ЗАДАНИЕ - Повторите дословно записи, начиная с самого начала и заканчивая строкой с «xmin=22 ymin=78 xmax=95 ymax=137» включительно. Изображения в ответ не переносите.

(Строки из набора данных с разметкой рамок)
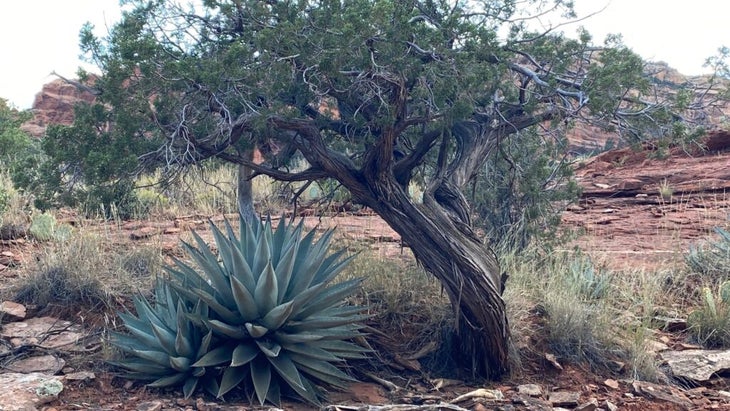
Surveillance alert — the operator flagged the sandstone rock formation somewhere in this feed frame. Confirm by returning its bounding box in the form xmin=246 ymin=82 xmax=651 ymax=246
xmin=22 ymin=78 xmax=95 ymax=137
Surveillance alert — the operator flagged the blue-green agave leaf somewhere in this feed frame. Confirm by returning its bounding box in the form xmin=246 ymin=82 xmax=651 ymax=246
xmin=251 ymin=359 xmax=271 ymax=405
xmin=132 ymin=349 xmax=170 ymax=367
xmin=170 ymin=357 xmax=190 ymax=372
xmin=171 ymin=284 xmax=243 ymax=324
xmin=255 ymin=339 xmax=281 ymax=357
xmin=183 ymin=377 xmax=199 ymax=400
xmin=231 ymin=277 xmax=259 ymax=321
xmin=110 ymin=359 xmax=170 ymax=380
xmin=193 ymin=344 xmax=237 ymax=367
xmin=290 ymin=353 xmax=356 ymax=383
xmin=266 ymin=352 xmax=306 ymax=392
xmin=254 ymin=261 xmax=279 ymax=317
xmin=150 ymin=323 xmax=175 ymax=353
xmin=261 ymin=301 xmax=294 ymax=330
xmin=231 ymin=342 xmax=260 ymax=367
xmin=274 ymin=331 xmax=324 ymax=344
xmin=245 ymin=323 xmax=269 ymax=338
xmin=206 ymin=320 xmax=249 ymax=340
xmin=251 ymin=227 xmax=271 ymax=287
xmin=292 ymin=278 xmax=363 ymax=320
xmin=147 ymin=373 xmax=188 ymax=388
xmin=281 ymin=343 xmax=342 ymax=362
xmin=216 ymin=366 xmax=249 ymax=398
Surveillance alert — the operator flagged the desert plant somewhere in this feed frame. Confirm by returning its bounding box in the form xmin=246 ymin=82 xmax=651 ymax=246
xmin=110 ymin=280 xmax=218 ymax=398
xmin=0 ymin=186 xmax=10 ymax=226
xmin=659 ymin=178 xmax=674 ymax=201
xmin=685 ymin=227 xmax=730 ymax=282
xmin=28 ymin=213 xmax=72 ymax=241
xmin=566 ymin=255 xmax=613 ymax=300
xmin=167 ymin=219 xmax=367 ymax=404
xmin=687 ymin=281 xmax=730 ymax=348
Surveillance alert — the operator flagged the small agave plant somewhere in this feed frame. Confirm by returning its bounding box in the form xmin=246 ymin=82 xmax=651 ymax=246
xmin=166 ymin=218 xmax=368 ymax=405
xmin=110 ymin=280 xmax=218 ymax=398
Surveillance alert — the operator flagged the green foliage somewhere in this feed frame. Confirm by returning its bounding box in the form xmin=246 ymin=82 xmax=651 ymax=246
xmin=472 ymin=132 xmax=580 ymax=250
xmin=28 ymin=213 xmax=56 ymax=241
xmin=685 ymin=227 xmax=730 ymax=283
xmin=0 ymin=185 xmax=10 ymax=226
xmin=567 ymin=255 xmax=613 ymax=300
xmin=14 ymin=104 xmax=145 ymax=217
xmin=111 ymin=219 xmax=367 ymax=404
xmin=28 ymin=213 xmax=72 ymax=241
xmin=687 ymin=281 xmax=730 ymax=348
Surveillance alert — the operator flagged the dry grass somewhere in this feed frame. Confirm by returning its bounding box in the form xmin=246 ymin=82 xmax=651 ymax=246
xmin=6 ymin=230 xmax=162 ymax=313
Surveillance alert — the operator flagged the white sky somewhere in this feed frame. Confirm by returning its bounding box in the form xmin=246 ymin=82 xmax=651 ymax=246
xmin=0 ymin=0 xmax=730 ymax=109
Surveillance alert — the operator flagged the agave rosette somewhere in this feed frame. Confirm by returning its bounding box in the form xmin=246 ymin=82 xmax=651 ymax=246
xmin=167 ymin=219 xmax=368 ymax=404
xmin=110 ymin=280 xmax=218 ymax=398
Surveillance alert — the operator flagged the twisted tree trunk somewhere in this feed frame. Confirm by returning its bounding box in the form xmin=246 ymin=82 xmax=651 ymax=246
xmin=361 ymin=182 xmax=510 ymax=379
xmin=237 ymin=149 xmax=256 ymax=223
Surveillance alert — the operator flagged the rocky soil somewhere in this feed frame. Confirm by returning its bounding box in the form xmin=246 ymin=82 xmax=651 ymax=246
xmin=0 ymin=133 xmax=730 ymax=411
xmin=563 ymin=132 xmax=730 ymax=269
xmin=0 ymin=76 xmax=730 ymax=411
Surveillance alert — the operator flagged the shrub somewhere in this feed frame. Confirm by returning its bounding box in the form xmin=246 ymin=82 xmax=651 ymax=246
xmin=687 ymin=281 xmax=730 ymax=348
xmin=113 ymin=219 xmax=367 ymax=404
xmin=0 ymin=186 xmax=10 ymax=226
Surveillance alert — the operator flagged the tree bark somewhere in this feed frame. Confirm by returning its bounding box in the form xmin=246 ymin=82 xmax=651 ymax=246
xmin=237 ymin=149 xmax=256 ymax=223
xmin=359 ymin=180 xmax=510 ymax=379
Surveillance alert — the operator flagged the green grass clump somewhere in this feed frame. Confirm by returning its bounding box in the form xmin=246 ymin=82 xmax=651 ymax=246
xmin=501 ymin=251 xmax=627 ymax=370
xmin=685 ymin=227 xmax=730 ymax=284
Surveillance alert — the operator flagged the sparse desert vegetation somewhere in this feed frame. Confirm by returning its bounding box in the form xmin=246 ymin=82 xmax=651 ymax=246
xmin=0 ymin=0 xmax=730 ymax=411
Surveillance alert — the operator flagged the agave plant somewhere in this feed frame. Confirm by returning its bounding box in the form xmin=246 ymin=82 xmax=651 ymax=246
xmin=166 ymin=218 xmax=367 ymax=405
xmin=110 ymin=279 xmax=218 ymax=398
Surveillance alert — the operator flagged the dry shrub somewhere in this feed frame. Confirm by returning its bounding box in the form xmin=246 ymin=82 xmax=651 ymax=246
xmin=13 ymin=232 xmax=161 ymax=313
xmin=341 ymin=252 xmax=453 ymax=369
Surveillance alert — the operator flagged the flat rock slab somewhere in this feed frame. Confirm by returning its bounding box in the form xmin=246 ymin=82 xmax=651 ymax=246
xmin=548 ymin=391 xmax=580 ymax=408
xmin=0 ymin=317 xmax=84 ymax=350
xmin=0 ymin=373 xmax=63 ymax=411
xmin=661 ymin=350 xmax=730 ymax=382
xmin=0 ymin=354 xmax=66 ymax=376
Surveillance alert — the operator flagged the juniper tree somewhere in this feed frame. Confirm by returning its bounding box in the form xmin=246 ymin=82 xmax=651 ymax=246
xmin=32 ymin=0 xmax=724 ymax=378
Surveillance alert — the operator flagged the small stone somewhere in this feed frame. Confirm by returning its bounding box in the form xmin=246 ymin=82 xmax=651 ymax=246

ОТВЕТ -
Surveillance alert — the operator flagged the sandstone rock formation somewhere in this feed frame. Confirm by returning its bounding box in the form xmin=246 ymin=82 xmax=651 ymax=246
xmin=22 ymin=78 xmax=95 ymax=137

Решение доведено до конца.